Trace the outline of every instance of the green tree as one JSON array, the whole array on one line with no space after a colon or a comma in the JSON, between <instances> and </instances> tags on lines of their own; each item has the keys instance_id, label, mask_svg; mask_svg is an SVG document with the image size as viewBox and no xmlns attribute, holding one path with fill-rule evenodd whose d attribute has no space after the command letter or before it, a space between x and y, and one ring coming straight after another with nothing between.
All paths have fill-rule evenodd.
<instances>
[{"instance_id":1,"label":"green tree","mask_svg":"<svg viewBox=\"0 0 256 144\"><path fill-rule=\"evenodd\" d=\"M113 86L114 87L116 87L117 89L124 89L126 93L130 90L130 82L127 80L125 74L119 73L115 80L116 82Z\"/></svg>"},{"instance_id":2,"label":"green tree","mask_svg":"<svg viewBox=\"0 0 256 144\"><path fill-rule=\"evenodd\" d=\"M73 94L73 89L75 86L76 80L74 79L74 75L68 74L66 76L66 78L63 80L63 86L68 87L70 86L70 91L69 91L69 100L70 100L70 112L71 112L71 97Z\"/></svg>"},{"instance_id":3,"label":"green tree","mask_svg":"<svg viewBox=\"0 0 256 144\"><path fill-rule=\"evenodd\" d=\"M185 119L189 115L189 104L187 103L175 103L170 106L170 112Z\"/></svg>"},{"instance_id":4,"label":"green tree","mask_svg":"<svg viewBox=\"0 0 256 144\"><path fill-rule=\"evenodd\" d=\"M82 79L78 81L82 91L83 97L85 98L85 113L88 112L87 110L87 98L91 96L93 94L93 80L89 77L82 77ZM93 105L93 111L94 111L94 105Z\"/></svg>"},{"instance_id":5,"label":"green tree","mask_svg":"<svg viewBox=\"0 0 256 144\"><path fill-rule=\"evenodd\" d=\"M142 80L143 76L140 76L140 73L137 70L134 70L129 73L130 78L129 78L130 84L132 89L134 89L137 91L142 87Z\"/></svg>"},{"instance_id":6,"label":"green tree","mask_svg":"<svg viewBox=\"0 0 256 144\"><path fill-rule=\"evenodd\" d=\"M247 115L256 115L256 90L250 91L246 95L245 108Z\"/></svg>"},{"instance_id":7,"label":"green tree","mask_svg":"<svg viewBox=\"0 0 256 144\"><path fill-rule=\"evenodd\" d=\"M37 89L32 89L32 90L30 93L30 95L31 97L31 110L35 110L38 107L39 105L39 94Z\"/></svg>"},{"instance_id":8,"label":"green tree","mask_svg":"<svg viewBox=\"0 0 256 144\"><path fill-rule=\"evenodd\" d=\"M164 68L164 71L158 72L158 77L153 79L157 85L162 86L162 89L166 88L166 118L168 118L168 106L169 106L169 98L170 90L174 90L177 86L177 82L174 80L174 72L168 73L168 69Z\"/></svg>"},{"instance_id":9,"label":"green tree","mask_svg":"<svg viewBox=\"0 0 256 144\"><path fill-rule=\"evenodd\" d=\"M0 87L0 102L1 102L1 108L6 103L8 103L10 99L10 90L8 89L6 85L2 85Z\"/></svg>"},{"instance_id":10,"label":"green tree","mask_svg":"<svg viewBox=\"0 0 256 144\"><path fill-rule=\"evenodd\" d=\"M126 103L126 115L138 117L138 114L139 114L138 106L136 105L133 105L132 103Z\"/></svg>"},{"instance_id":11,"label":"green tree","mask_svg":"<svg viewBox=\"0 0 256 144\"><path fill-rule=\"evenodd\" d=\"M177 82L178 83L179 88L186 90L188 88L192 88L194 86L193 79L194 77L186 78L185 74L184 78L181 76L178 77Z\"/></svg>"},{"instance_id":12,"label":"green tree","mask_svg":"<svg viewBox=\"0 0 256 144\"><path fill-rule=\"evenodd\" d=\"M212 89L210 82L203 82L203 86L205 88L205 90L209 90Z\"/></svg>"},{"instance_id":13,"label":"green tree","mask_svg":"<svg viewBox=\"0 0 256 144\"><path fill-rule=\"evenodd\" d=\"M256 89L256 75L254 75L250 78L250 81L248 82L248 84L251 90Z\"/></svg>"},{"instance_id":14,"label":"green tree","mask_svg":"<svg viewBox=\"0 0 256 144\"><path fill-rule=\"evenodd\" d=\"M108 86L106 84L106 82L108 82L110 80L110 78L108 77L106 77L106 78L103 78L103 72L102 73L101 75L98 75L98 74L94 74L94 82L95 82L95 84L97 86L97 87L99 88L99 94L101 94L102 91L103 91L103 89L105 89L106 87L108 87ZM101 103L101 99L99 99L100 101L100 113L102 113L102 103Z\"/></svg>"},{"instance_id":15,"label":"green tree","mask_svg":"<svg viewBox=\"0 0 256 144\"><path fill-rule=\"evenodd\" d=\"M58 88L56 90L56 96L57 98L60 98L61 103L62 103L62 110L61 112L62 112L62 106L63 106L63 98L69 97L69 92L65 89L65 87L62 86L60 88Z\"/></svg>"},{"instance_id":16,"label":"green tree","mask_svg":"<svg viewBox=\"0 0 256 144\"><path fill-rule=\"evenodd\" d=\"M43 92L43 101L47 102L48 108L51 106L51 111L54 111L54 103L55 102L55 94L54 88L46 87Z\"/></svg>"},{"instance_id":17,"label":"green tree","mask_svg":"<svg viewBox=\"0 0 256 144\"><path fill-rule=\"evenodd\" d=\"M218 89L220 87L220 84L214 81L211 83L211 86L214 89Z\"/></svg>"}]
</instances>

• [Challenge]:
List every line from the items above that contains the string "instances".

• [Full solution]:
Trace the outline of every instance of the green tree as one JSON array, the whole array on one line with no space after a colon or a comma in the JSON, between <instances> and </instances> tags on lines of their own; each item has the keys instance_id, label, mask_svg; mask_svg is an SVG document with the image size as viewBox and no xmlns attribute, holding one path with fill-rule evenodd whose d attribute has no space after the command letter or before it, a space between x and y, and one ring coming straight after another with nothing between.
<instances>
</instances>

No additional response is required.